■ TASK OBJECTIVE:
How do the lines below between the ones holding "man in camouflage" and "of the camouflage", inclusive, read? Give them again exactly, with no other lines.

■ LISTED RECORDS:
=== Section Start ===
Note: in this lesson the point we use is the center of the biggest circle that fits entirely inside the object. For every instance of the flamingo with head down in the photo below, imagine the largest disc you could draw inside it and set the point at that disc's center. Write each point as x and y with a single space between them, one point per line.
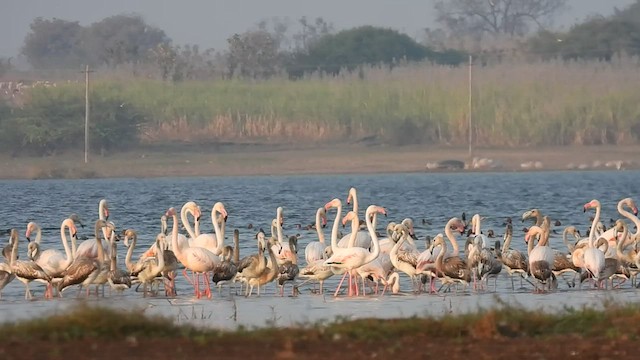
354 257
=== Section End ===
=== Section Start ===
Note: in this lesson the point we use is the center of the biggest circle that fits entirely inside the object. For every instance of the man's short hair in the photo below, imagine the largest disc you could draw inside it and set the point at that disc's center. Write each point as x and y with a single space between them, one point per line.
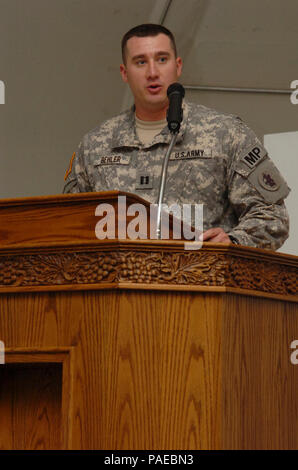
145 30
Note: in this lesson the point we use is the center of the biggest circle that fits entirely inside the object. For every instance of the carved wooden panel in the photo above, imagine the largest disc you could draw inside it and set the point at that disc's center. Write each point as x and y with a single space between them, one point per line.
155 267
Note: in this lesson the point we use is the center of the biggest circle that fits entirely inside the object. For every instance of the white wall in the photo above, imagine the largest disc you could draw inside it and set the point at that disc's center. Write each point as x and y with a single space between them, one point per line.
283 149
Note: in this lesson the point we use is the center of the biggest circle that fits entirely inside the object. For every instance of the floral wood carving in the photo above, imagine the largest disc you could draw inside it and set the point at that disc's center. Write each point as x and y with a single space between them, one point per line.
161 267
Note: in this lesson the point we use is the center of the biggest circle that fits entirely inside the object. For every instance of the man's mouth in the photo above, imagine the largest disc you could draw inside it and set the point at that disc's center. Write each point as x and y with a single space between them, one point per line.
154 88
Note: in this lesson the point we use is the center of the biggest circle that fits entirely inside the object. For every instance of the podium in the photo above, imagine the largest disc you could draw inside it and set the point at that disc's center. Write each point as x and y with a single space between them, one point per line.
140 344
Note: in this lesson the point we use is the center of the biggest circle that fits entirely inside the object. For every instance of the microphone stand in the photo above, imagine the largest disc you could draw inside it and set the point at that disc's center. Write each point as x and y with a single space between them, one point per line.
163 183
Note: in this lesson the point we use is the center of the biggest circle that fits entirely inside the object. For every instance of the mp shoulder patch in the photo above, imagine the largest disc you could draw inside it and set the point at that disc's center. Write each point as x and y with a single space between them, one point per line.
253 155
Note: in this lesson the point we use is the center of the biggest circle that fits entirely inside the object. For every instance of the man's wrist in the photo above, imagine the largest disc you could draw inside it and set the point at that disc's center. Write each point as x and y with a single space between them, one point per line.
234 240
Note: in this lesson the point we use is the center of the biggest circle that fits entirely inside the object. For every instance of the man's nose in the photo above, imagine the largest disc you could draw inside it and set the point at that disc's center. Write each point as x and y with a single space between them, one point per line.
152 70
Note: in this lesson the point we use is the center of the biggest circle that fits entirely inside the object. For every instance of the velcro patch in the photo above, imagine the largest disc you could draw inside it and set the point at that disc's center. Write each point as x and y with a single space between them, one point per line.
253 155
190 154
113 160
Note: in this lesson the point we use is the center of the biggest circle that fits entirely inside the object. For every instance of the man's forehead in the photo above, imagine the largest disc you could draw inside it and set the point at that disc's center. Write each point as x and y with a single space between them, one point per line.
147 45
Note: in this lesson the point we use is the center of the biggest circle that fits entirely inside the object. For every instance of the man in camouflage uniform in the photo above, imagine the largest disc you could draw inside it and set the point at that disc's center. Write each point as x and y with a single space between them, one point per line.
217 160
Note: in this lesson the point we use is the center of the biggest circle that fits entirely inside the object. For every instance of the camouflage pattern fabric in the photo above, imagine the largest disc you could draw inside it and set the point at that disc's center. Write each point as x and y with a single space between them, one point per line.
=== Section End ===
=== Section Start ===
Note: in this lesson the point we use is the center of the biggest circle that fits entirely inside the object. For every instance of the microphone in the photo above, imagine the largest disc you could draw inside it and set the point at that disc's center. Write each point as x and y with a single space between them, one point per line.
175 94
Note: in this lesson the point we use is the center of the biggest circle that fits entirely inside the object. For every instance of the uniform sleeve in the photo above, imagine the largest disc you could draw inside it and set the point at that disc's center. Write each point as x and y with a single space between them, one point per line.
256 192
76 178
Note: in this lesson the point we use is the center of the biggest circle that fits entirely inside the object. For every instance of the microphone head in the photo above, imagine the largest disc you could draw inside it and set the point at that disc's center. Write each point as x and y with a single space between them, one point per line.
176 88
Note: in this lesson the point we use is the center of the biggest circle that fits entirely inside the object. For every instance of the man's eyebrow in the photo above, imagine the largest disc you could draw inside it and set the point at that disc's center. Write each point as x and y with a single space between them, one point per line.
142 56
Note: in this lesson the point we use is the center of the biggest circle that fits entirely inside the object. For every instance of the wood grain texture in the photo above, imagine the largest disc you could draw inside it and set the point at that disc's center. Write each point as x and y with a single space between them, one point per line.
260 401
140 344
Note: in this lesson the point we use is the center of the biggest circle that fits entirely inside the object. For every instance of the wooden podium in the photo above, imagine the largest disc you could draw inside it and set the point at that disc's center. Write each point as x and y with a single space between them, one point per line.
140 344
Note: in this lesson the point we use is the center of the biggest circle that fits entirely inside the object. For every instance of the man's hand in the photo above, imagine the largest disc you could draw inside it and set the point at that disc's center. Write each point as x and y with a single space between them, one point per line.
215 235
=== Section End ===
■ TASK OUTPUT:
Note: in this lesson the point we use is the center of the biggest circle that fits entirely inside the object. For every instance of the man in camouflage uniform in the photo above, imagine the largest disc you could draw inside it and set the point at that disc's center. Write each point as x and y with a single space between them, one point per line.
217 160
Note: in this lesson the point we use is the center of the biggest circle that fits entirely inside the object. For every instance of the camouflage pattern fabric in the photo above, imagine the largest disc you could draw inside it and set the point at that disc's center. Write each point as x and y with a single space between them, one point per line.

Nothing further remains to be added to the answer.